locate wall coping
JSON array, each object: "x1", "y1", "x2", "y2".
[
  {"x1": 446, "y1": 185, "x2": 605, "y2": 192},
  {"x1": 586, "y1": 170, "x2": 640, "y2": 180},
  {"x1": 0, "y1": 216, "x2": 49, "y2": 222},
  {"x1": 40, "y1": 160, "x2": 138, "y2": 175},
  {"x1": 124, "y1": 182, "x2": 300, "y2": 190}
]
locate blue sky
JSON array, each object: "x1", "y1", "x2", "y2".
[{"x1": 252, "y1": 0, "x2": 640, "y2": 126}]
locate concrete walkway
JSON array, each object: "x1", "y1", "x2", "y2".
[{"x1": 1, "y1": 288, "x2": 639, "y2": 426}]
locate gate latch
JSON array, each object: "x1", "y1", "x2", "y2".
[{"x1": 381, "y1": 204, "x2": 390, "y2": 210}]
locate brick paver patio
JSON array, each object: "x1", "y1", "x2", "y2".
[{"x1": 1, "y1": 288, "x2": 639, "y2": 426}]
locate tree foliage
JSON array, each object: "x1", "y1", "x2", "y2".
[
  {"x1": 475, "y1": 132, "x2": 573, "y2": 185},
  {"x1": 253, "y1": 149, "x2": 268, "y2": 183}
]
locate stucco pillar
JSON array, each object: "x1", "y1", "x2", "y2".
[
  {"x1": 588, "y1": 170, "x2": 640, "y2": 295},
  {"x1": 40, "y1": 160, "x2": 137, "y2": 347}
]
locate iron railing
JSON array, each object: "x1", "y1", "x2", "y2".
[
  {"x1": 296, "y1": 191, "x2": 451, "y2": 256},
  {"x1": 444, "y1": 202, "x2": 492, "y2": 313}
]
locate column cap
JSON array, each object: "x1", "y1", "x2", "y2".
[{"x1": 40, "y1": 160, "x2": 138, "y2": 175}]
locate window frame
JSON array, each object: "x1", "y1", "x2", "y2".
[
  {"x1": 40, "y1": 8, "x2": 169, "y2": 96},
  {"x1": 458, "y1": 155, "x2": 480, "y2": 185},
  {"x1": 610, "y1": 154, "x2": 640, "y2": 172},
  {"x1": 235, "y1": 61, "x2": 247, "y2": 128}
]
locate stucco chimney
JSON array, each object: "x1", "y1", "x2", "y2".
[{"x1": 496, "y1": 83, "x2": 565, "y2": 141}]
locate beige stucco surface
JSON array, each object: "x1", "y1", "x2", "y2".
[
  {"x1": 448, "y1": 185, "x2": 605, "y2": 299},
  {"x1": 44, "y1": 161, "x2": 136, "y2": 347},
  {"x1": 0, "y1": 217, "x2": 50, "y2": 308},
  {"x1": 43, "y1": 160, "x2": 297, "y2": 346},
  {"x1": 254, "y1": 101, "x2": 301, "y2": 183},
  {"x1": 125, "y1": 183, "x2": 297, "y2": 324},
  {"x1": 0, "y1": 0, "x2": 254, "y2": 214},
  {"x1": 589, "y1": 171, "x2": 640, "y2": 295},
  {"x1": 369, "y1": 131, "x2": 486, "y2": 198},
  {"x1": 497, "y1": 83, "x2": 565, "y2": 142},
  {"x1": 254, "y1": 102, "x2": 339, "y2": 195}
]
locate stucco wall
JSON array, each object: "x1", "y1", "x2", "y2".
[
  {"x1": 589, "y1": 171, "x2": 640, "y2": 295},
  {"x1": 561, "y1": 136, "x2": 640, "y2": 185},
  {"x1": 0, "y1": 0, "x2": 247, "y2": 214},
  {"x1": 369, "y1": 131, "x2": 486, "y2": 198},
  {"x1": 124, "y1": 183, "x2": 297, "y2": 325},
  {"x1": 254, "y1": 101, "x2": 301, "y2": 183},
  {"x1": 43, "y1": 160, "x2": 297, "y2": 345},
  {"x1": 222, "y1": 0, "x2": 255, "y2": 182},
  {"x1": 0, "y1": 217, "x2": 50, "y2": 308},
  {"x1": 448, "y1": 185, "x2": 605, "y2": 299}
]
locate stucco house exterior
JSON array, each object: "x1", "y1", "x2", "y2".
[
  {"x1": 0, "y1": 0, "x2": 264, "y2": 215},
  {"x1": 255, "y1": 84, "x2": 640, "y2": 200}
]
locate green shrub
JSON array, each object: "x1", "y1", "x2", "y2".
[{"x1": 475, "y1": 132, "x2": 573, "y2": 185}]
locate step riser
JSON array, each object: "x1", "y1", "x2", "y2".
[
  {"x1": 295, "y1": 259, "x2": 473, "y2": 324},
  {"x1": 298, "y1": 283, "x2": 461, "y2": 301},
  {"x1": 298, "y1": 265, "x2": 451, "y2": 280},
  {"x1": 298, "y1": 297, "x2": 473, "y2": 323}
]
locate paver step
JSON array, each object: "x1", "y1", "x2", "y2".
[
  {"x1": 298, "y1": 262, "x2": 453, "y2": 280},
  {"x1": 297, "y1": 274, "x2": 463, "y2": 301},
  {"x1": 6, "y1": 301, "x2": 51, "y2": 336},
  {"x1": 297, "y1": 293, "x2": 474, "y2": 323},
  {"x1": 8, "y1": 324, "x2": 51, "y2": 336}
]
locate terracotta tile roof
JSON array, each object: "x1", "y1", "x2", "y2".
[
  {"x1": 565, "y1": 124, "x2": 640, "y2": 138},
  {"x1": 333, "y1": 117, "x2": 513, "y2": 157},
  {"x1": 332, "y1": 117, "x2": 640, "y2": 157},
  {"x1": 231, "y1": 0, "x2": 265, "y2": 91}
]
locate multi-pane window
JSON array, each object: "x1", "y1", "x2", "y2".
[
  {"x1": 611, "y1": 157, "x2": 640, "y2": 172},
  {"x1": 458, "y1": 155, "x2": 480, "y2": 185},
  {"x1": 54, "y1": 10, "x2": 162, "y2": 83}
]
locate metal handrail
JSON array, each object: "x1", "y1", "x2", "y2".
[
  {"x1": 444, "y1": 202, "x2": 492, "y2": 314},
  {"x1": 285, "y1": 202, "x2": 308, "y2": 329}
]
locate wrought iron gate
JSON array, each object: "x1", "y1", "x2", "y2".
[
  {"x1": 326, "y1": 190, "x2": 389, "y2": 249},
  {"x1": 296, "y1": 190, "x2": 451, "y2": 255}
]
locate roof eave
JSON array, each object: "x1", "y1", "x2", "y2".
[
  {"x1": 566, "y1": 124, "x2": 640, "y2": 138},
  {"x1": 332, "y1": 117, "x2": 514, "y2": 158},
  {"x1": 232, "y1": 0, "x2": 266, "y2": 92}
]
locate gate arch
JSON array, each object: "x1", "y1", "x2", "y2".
******************************
#### [Problem details]
Word for word, give the whole listing again.

#### [Solution]
locate wall coping
JSON array, each object: "x1", "y1", "x2", "y2".
[
  {"x1": 446, "y1": 185, "x2": 605, "y2": 192},
  {"x1": 586, "y1": 170, "x2": 640, "y2": 180},
  {"x1": 0, "y1": 216, "x2": 49, "y2": 222},
  {"x1": 40, "y1": 160, "x2": 138, "y2": 175},
  {"x1": 124, "y1": 182, "x2": 300, "y2": 190}
]
locate blue sky
JSON array, each object: "x1", "y1", "x2", "y2".
[{"x1": 252, "y1": 0, "x2": 640, "y2": 126}]
locate concrete walkway
JSON array, each object: "x1", "y1", "x2", "y2".
[{"x1": 1, "y1": 288, "x2": 639, "y2": 426}]
locate gate latch
JSON array, each object: "x1", "y1", "x2", "y2".
[{"x1": 381, "y1": 204, "x2": 390, "y2": 210}]
locate brick paver patio
JSON array, each object: "x1", "y1", "x2", "y2".
[{"x1": 1, "y1": 288, "x2": 639, "y2": 426}]
locate tree foliage
JSON array, each object: "x1", "y1", "x2", "y2".
[
  {"x1": 475, "y1": 132, "x2": 573, "y2": 185},
  {"x1": 253, "y1": 149, "x2": 268, "y2": 183}
]
locate stucco pillar
JSON array, each object: "x1", "y1", "x2", "y2".
[
  {"x1": 588, "y1": 170, "x2": 640, "y2": 295},
  {"x1": 40, "y1": 160, "x2": 137, "y2": 347}
]
locate iron railing
JSON array, each object: "x1", "y1", "x2", "y2".
[
  {"x1": 296, "y1": 191, "x2": 451, "y2": 256},
  {"x1": 444, "y1": 202, "x2": 492, "y2": 313}
]
locate column cap
JSON array, each object: "x1", "y1", "x2", "y2".
[{"x1": 40, "y1": 160, "x2": 138, "y2": 175}]
locate window frame
JSON array, each object: "x1", "y1", "x2", "y2".
[
  {"x1": 40, "y1": 8, "x2": 169, "y2": 96},
  {"x1": 458, "y1": 155, "x2": 480, "y2": 185},
  {"x1": 610, "y1": 154, "x2": 640, "y2": 172},
  {"x1": 235, "y1": 61, "x2": 247, "y2": 128}
]
locate stucco chimney
JSON array, each object: "x1", "y1", "x2", "y2".
[{"x1": 496, "y1": 83, "x2": 565, "y2": 141}]
locate beige stucco surface
JSON array, each object: "x1", "y1", "x2", "y2".
[
  {"x1": 448, "y1": 185, "x2": 605, "y2": 299},
  {"x1": 44, "y1": 161, "x2": 136, "y2": 347},
  {"x1": 0, "y1": 217, "x2": 50, "y2": 308},
  {"x1": 43, "y1": 160, "x2": 297, "y2": 346},
  {"x1": 254, "y1": 101, "x2": 301, "y2": 183},
  {"x1": 125, "y1": 183, "x2": 297, "y2": 324},
  {"x1": 0, "y1": 0, "x2": 254, "y2": 214},
  {"x1": 589, "y1": 171, "x2": 640, "y2": 295},
  {"x1": 369, "y1": 131, "x2": 486, "y2": 198},
  {"x1": 497, "y1": 83, "x2": 565, "y2": 142},
  {"x1": 254, "y1": 102, "x2": 339, "y2": 195}
]
locate stucco wall
JSON array, each object: "x1", "y1", "x2", "y2".
[
  {"x1": 589, "y1": 171, "x2": 640, "y2": 295},
  {"x1": 561, "y1": 136, "x2": 640, "y2": 185},
  {"x1": 0, "y1": 0, "x2": 247, "y2": 214},
  {"x1": 369, "y1": 131, "x2": 486, "y2": 198},
  {"x1": 124, "y1": 183, "x2": 297, "y2": 325},
  {"x1": 254, "y1": 101, "x2": 301, "y2": 183},
  {"x1": 43, "y1": 160, "x2": 297, "y2": 345},
  {"x1": 222, "y1": 0, "x2": 255, "y2": 182},
  {"x1": 0, "y1": 217, "x2": 50, "y2": 308},
  {"x1": 448, "y1": 185, "x2": 605, "y2": 299}
]
locate stucco house exterior
JSON array, each object: "x1", "y1", "x2", "y2".
[
  {"x1": 0, "y1": 0, "x2": 264, "y2": 215},
  {"x1": 255, "y1": 84, "x2": 640, "y2": 200}
]
locate green shrub
JSON array, each object: "x1", "y1", "x2", "y2".
[{"x1": 475, "y1": 132, "x2": 573, "y2": 185}]
locate step riser
JSON array, each object: "x1", "y1", "x2", "y2".
[
  {"x1": 295, "y1": 259, "x2": 473, "y2": 324},
  {"x1": 298, "y1": 283, "x2": 461, "y2": 301},
  {"x1": 298, "y1": 265, "x2": 451, "y2": 280},
  {"x1": 298, "y1": 297, "x2": 473, "y2": 323}
]
locate paver step
JSON array, each object: "x1", "y1", "x2", "y2".
[
  {"x1": 298, "y1": 262, "x2": 453, "y2": 280},
  {"x1": 297, "y1": 274, "x2": 463, "y2": 301},
  {"x1": 6, "y1": 301, "x2": 51, "y2": 336},
  {"x1": 297, "y1": 293, "x2": 474, "y2": 323},
  {"x1": 8, "y1": 324, "x2": 51, "y2": 336}
]
locate terracotta tile roof
JSON array, each object: "x1", "y1", "x2", "y2".
[
  {"x1": 565, "y1": 124, "x2": 640, "y2": 138},
  {"x1": 333, "y1": 117, "x2": 513, "y2": 157},
  {"x1": 332, "y1": 117, "x2": 640, "y2": 157},
  {"x1": 231, "y1": 0, "x2": 265, "y2": 91}
]
locate multi-pane window
JSON array, each object: "x1", "y1", "x2", "y2".
[
  {"x1": 611, "y1": 157, "x2": 640, "y2": 172},
  {"x1": 458, "y1": 155, "x2": 480, "y2": 185},
  {"x1": 54, "y1": 10, "x2": 162, "y2": 83}
]
locate metal handrail
JSON array, each object: "x1", "y1", "x2", "y2".
[
  {"x1": 444, "y1": 202, "x2": 492, "y2": 314},
  {"x1": 285, "y1": 202, "x2": 308, "y2": 329}
]
locate wrought iron gate
JSON array, each object: "x1", "y1", "x2", "y2".
[
  {"x1": 326, "y1": 190, "x2": 389, "y2": 249},
  {"x1": 296, "y1": 190, "x2": 451, "y2": 255}
]
locate roof eave
JSON array, each object: "x1", "y1", "x2", "y2".
[
  {"x1": 566, "y1": 124, "x2": 640, "y2": 138},
  {"x1": 332, "y1": 117, "x2": 514, "y2": 158},
  {"x1": 232, "y1": 0, "x2": 266, "y2": 92}
]
locate gate arch
JSON array, each object: "x1", "y1", "x2", "y2".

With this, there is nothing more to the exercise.